Cuenta cuántas líneas de los datos de abajo contienen la palabra "pants", teniendo en cuenta mayúsculas y minúsculas. Escribe solo el número.

━━━ Datos de origen

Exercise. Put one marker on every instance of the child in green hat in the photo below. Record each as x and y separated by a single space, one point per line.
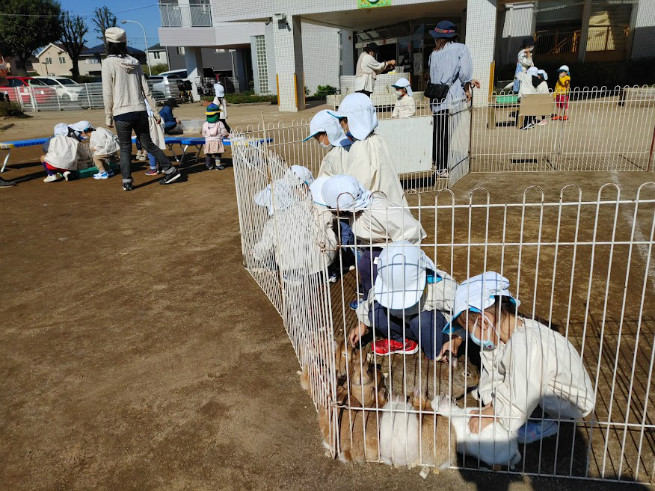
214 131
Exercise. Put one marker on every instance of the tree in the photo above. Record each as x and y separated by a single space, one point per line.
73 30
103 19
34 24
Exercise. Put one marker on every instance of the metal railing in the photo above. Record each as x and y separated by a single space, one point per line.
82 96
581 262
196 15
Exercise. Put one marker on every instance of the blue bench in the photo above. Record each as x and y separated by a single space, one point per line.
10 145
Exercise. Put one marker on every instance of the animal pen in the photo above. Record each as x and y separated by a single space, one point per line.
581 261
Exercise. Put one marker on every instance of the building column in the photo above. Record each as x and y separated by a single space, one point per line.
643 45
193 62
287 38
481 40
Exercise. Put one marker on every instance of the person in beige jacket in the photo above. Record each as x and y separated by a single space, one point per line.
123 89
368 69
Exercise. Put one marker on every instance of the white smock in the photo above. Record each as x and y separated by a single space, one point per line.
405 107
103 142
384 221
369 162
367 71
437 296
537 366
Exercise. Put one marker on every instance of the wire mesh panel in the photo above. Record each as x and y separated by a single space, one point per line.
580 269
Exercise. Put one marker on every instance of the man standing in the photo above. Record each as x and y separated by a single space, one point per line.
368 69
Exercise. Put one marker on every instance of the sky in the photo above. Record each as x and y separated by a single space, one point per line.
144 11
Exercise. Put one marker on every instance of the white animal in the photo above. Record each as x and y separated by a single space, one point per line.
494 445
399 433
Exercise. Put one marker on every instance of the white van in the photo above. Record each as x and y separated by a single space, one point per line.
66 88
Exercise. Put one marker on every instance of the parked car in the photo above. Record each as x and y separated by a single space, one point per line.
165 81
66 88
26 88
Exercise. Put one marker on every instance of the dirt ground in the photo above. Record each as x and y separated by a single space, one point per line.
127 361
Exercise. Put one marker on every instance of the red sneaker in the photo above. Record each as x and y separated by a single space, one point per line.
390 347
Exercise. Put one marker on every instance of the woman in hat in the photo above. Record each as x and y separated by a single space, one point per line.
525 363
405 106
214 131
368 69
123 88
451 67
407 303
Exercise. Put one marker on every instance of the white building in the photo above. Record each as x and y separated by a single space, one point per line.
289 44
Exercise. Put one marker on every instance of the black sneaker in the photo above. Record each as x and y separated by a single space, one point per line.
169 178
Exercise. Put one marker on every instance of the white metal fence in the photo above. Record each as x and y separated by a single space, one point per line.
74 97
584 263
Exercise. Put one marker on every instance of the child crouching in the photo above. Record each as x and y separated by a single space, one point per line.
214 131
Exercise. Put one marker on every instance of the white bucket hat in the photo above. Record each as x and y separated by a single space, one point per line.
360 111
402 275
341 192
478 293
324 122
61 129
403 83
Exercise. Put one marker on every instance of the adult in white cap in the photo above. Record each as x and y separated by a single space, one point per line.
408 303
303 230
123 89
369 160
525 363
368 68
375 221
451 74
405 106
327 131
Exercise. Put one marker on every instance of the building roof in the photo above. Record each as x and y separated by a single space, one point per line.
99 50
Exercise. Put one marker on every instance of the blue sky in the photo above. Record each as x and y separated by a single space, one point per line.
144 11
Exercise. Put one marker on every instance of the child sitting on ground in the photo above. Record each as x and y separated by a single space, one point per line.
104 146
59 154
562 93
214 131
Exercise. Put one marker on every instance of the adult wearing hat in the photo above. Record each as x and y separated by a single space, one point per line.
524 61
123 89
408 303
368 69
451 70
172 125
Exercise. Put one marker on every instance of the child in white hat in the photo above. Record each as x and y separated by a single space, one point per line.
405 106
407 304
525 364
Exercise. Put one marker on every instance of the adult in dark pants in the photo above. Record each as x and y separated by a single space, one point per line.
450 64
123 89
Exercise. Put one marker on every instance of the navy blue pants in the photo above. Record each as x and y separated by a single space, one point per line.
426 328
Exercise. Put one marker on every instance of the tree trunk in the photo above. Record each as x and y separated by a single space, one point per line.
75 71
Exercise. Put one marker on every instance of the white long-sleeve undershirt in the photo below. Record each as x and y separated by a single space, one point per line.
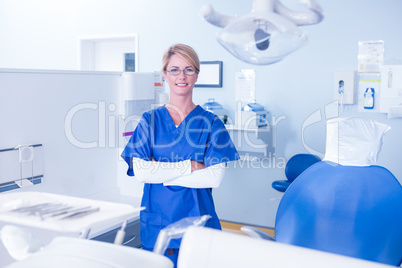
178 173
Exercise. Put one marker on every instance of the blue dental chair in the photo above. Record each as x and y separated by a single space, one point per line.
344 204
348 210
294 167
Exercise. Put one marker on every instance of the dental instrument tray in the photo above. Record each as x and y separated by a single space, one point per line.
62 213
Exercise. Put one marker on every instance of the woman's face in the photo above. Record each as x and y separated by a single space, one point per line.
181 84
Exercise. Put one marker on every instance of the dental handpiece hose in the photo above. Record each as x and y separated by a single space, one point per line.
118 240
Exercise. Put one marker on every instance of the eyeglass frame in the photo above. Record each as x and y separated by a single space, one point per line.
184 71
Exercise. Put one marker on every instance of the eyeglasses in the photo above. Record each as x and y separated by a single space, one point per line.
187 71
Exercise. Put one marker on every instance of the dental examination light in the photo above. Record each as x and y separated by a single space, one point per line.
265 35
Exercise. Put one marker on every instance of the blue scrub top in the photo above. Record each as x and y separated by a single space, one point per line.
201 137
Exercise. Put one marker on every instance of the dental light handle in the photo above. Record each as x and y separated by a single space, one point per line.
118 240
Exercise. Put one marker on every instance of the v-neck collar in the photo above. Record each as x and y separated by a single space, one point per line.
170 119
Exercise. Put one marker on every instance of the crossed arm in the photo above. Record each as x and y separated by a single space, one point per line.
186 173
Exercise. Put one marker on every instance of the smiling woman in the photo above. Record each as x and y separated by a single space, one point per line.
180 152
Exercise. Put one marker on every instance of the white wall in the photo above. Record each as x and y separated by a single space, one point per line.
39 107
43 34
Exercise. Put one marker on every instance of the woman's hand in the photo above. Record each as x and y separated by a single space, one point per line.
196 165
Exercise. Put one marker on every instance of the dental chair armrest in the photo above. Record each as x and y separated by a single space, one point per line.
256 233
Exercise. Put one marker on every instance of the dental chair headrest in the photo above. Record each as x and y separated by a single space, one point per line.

━━━━━━
━━━ Datos de origen

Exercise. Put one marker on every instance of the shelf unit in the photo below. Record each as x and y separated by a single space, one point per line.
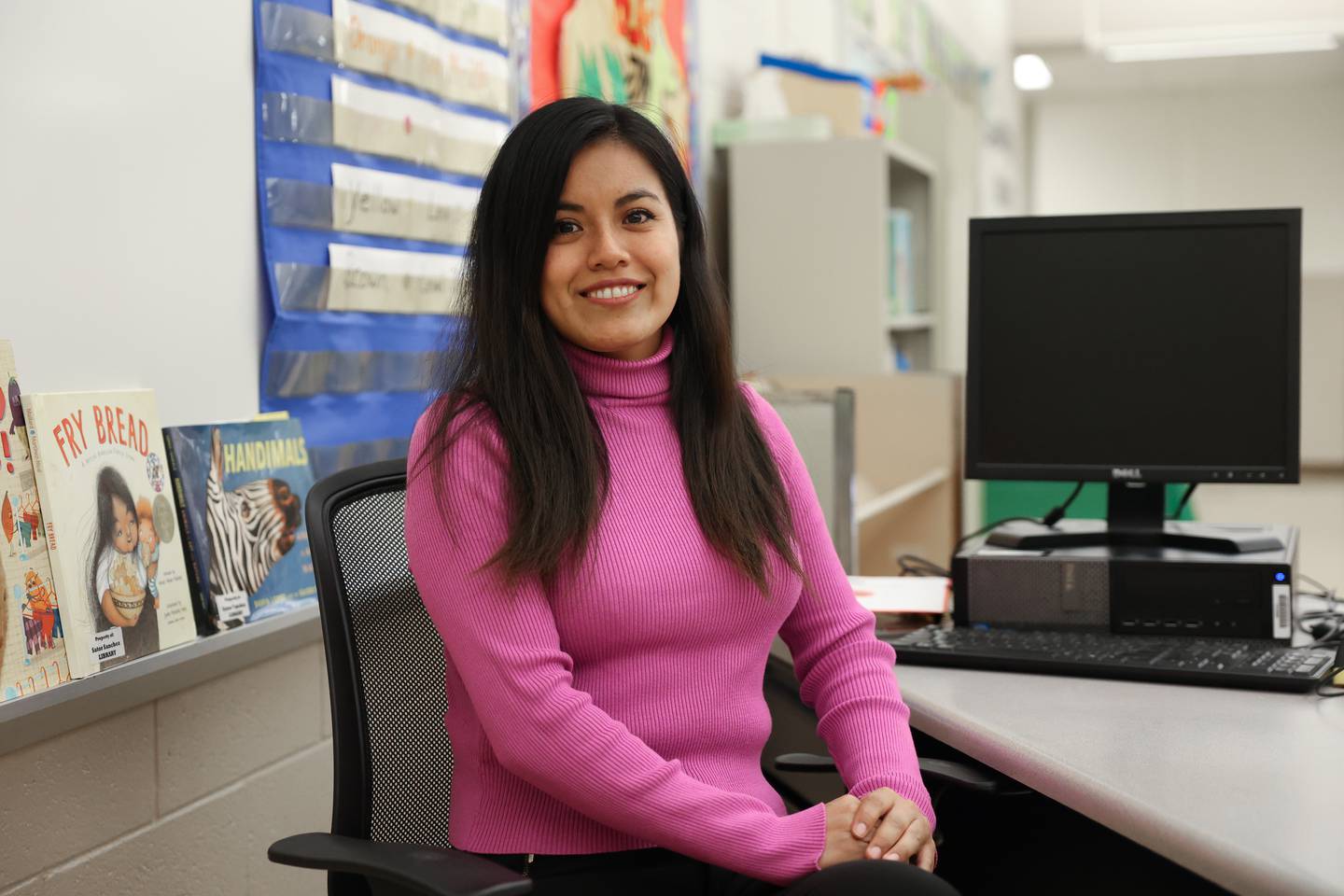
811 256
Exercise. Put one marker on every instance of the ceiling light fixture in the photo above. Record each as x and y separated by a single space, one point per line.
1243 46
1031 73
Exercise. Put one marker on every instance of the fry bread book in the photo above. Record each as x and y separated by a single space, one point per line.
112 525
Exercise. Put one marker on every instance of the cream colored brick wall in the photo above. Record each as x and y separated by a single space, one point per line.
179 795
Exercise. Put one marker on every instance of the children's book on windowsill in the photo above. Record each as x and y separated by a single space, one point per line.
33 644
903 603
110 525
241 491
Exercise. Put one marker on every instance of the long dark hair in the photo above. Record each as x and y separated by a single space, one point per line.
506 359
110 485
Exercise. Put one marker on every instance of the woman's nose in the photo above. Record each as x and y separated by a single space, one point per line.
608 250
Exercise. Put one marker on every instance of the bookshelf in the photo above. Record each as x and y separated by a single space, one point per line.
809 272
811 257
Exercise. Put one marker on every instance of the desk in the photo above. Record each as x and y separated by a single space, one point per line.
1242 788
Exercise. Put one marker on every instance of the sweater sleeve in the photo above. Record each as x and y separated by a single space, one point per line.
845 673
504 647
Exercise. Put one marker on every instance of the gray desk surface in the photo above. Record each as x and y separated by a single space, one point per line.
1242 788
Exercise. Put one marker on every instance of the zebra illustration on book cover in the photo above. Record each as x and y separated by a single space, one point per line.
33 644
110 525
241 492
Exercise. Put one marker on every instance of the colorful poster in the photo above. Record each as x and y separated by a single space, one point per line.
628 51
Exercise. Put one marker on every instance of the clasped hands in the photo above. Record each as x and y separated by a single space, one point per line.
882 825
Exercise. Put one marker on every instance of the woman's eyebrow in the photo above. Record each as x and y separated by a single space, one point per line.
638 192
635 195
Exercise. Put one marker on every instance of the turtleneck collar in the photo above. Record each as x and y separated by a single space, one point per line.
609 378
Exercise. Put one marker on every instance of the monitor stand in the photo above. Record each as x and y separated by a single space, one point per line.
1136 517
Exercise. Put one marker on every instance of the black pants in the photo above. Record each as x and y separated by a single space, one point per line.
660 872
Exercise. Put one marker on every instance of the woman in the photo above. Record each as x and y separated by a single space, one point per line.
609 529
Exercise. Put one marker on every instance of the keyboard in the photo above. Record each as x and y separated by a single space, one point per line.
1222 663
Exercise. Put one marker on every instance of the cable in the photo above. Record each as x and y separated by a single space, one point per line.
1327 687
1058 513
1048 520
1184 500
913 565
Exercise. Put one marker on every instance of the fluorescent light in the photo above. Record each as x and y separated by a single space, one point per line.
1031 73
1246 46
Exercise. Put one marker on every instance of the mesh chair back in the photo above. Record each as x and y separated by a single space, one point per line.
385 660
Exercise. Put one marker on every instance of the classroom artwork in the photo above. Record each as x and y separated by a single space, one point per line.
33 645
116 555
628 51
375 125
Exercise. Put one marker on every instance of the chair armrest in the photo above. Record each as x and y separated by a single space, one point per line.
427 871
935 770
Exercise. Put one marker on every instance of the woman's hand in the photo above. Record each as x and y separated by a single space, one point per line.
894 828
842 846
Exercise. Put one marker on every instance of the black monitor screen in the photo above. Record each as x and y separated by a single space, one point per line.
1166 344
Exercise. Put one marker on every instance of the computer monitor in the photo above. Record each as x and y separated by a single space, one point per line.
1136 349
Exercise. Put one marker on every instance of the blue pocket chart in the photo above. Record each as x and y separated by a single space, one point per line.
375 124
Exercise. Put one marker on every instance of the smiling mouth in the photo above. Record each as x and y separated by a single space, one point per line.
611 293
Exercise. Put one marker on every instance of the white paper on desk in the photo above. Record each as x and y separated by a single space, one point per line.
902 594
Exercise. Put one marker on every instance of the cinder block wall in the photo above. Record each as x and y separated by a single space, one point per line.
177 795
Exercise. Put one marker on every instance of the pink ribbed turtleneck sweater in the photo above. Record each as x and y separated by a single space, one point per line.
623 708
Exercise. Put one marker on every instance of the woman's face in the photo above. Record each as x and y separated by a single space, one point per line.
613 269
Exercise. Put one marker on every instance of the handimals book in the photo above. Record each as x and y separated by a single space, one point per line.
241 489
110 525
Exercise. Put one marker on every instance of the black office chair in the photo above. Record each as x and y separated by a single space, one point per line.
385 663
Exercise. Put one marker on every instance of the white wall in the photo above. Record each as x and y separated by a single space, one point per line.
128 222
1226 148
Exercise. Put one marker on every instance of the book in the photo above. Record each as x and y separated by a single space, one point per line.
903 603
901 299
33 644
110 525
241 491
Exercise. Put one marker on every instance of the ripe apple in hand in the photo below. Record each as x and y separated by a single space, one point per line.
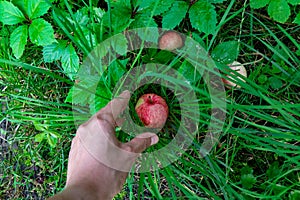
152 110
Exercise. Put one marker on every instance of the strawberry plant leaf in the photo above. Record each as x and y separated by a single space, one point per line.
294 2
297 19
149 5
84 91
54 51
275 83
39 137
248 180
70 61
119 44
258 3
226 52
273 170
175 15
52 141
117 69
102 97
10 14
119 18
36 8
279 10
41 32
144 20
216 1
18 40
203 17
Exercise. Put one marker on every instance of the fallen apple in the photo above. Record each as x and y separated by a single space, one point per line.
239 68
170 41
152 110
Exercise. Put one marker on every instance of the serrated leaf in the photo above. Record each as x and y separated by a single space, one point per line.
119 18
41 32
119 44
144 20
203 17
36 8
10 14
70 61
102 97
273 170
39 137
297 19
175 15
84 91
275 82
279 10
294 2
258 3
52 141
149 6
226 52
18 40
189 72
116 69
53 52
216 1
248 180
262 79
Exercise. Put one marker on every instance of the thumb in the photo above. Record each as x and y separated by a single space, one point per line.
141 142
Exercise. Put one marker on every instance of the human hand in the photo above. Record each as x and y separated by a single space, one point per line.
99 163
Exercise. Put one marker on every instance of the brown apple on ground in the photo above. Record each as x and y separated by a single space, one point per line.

━━━━━━

__Respuesta resuelta__
3